● Set task
Transcribe word for word the lines spanning the line with "Exercise. Mark the black and" through the end of the records.

________________________________________

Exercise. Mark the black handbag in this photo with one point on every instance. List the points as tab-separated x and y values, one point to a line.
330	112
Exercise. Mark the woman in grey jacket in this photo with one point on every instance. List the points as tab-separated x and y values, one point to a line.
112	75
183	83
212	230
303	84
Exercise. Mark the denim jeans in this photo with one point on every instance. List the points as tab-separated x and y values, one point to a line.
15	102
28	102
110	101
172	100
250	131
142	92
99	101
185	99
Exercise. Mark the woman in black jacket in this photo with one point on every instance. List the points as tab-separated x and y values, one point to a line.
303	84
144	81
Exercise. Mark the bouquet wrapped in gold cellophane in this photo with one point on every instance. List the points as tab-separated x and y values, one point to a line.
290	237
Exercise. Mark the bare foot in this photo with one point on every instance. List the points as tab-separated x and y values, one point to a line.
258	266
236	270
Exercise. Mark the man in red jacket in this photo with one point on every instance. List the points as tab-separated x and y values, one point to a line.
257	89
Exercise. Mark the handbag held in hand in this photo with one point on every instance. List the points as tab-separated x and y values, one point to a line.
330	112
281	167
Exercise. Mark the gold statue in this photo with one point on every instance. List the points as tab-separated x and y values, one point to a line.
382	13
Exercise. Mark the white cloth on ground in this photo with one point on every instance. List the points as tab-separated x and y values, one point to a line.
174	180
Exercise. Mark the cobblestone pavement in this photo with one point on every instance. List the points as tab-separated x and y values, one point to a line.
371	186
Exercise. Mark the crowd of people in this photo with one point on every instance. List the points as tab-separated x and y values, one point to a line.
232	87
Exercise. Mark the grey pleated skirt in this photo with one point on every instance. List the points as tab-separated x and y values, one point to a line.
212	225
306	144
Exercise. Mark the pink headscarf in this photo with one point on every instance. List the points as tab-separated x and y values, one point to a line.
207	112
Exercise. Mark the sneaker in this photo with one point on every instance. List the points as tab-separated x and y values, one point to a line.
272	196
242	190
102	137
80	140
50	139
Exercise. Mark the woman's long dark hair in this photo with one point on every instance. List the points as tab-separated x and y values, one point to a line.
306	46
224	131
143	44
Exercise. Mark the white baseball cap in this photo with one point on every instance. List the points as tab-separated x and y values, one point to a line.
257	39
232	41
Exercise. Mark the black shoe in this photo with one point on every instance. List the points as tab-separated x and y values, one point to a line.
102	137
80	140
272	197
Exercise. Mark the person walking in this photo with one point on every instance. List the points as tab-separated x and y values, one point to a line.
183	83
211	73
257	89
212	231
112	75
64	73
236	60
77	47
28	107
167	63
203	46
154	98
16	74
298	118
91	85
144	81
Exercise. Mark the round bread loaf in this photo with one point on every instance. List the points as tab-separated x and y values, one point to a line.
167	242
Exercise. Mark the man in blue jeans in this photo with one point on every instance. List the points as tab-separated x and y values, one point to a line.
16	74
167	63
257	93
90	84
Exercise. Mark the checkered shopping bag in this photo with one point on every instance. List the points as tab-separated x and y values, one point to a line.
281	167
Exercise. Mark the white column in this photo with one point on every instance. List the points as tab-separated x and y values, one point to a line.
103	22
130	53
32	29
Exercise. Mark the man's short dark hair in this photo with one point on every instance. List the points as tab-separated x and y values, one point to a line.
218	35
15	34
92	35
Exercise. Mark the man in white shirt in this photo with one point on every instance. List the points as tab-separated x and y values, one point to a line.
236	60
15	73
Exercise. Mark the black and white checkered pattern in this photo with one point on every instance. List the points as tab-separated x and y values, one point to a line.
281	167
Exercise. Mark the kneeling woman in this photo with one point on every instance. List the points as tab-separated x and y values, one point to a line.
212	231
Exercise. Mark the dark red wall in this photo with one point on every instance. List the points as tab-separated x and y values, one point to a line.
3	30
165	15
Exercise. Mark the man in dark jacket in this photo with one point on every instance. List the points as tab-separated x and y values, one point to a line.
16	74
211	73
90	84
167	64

________________________________________

● Solution
Exercise. Mark the black and white checkered pattern in this photo with one point on every instance. List the points as tab-separated x and y values, one point to a line.
281	167
Exercise. Mark the kneeling woman in this photo with one point on every instance. List the points as tab-separated x and y values, one point to a line.
212	231
Exercise. Mark the dark red wall in this photo with one point on every instance. List the points as tab-separated x and y values, one point to a line.
3	30
165	15
Exercise. Mark the man in dark jacket in this photo with one point on every instance. List the points as tab-separated x and y values, one point to a line.
16	74
211	73
90	84
167	64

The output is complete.